Extrait fourni »
☆ ☆ ☆ ☆ ☆ ☆ ☆
IV. La maturité du parc, un atout à gérer conformément a l’intérêt national

C. La rente nucléaire française et l’avenir d’EDF 1

1. Le parc électronucléaire français bientôt amorti comptablement et économiquement 1

2. Les différentes affectations possibles pour les liquidités générées par les tranches amorties 3

3. Un investissement souhaitable, dans le lancement d’une tête de série EPR 4

4. La rente électronucléaire, une raison de plus pour que EDF reste une entreprise publique 6

C. La rente nucléaire française et l’avenir d’EDF

Dans son document d’octobre 1998 exposant sa stratégie pour EDF, document intitulé « Vers le client, le compte à rebours européen », le Président d’EDF, M. F. Roussely indiquait que la production d'électricité nucléaire représente près de la moitié de la valeur ajoutée de l'entreprise et les trois quarts de sa capacité d'autofinancement. Cela « constitue pour deux décennies notre principal avantage. Patrimoine essentiel d'EDF, il l'est aussi pour la Nation ».

Actif industriel de quelques 280 milliards de francs, le parc nucléaire n’est pas seulement un patrimoine. Les réacteurs nucléaires en service en France vont devenir dans les années qui viennent, une source de bénéfices importants.

D’ores et déjà, il est possible d’en estimer l’ordre de grandeur et utile d’examiner les utilisations possibles au service de la Nation.

1. Le parc électronucléaire français bientôt amorti comptablement et économiquement

En 25 ans, la France a su construire un parc électronucléaire de 63 GWe capable de lui apporter plus du tiers de son approvisionnement en énergie primaire. Dans le même intervalle de temps, le pays perdra cet source en cas de non renouvellement du parc, en temps et en heure.

· • la disparition possible en 25 ans de 37,7 % des ressources en énergie primaire

La figure suivante décrit la montée en puissance du parc et sa future décroissance, selon que sa durée de vie sera de 30 ou de 40 ans. Selon la doctrine de la DSIN, chaque réacteur fera l’objet d’autorisations spécifiques de prolongation de la durée de vie nominale de 30 ans. La courbe réelle sera donc probablement entre les deux extrêmes représentés sur le graphique ci-après, le choix entre trente et quarante ans jouant un rôle crucial.

Figure : montée en régime et décroissance du parc électronucléaire français actuel

· La prolongation de la vie des réacteurs : un enjeu considérable

De nombreux réacteurs américains mis en service plus tôt qu’en France, ont dépassé les 30 ans d’activité. De nombreux autres pays envisagent des durées de vie largement supérieures. Ainsi le Japon envisage des durées de vie de 60 ans pour certains de ses réacteurs en fonctionnement. La Suisse vient de prolonger de 15 ans la vie de certains de ses réacteurs qui commencent à arriver dans la zone des 30 à 40 ans.
☆ ☆ ☆ ☆ ☆ ☆ ☆
Exercice 1 » Relevez les titres des quatre parties numérotées annoncées dans le sommaire au début de l'extrait, sans leurs numéros de page.
Exercice 2 » Recopiez fidèlement le passage de l'extrait qui va de « Dans son document » à « de la Nation. ».
Exercice 3 » D'après l'extrait, quelle est la puissance du parc électronucléaire que la France a construit en 25 ans ?

Liste des lignes »
☆ ☆ ☆ ☆ ☆ ☆ ☆
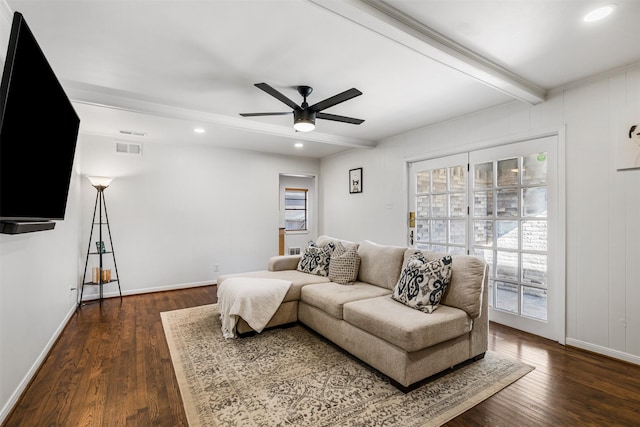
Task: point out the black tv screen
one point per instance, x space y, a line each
38 133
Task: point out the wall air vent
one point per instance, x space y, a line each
132 132
129 148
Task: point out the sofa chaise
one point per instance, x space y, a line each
404 343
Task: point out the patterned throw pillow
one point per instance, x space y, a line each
344 264
423 283
315 259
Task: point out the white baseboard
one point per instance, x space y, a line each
616 354
113 294
34 368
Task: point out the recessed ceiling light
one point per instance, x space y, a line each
599 13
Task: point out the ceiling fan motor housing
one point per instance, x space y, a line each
304 116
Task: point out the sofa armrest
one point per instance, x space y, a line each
283 262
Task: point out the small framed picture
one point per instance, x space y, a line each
355 180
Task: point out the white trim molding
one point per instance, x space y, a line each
606 351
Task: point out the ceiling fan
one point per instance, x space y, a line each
304 115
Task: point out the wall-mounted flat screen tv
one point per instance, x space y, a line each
38 133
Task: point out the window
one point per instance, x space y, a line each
295 209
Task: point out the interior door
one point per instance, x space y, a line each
501 204
514 226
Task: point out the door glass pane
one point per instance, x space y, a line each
483 203
508 202
457 250
508 172
457 178
439 180
439 231
510 231
507 234
439 205
534 235
458 204
534 169
534 201
422 207
483 176
422 230
507 297
507 265
534 302
457 234
422 182
483 233
534 268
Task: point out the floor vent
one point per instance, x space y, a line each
129 148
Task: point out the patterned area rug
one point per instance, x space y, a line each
292 376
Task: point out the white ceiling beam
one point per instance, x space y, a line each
391 23
104 97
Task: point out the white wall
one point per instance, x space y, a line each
603 205
178 210
37 272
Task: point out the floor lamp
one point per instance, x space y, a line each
100 183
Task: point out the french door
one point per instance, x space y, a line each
500 204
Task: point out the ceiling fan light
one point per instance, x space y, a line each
304 121
304 126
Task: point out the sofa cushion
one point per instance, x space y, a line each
315 259
344 264
422 283
330 297
409 329
298 280
380 265
466 288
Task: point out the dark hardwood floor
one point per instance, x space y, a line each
111 366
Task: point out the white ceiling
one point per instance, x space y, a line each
165 67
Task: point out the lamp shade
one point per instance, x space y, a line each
100 181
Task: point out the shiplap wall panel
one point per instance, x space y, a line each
632 235
617 218
586 148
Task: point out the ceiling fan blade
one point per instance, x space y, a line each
336 99
265 114
337 118
271 91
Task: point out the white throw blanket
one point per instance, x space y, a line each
255 300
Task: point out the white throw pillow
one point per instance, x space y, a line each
344 264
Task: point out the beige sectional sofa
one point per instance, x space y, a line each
405 344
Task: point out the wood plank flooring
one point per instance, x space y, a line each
111 367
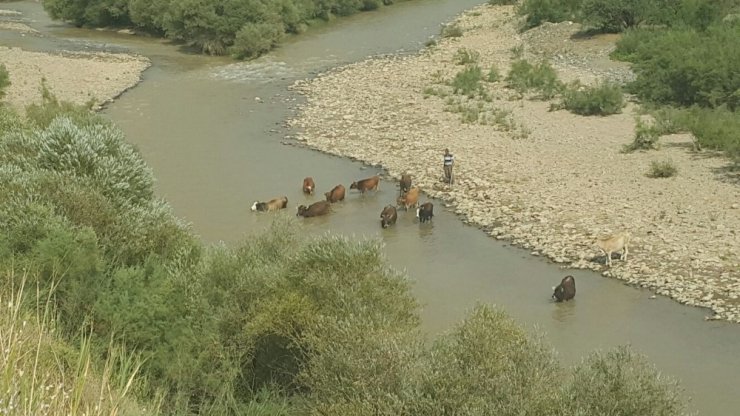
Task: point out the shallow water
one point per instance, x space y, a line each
215 149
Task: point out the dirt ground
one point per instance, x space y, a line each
548 181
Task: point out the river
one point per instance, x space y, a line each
213 131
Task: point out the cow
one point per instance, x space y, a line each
405 184
410 199
308 185
425 212
566 290
612 243
272 205
314 210
371 183
336 194
388 216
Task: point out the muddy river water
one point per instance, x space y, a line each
213 131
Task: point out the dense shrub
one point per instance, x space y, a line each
717 129
685 67
541 78
210 26
602 99
618 15
488 365
254 39
621 383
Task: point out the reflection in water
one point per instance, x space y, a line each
214 150
563 311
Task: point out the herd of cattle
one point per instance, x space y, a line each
408 198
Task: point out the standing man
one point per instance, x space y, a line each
449 160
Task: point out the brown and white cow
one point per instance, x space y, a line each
314 210
566 290
389 216
308 185
410 199
405 184
271 205
425 212
336 194
371 183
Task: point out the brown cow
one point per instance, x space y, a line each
272 205
405 183
425 212
336 194
566 290
371 183
388 216
314 210
308 185
411 199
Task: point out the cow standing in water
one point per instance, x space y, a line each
566 290
308 185
314 210
425 212
271 205
371 183
409 199
405 184
388 217
336 194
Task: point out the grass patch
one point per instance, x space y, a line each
662 169
467 81
452 30
541 78
465 56
647 136
602 100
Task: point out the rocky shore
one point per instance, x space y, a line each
78 77
548 181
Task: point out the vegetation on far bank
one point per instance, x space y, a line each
244 29
116 307
685 55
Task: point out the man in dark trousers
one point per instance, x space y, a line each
449 160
☆ ☆ ☆ ☆ ☆ ☆ ☆
Bonne réponse 1 »
1. Le parc électronucléaire français bientôt amorti comptablement et économiquement
2. Les différentes affectations possibles pour les liquidités générées par les tranches amorties
3. Un investissement souhaitable, dans le lancement d'une tête de série EPR
4. La rente électronucléaire, une raison de plus pour que EDF reste une entreprise publique

Bonne réponse 2 »
Dans son document d’octobre 1998 exposant sa stratégie pour EDF, document intitulé « Vers le client, le compte à rebours européen », le Président d’EDF, M. F. Roussely indiquait que la production d'électricité nucléaire représente près de la moitié de la valeur ajoutée de l'entreprise et les trois quarts de sa capacité d'autofinancement. Cela « constitue pour deux décennies notre principal avantage. Patrimoine essentiel d'EDF, il l'est aussi pour la Nation ».

Actif industriel de quelques 280 milliards de francs, le parc nucléaire n’est pas seulement un patrimoine. Les réacteurs nucléaires en service en France vont devenir dans les années qui viennent, une source de bénéfices importants.

D’ores et déjà, il est possible d’en estimer l’ordre de grandeur et utile d’examiner les utilisations possibles au service de la Nation.

Bonne réponse 3 » 63 GWe.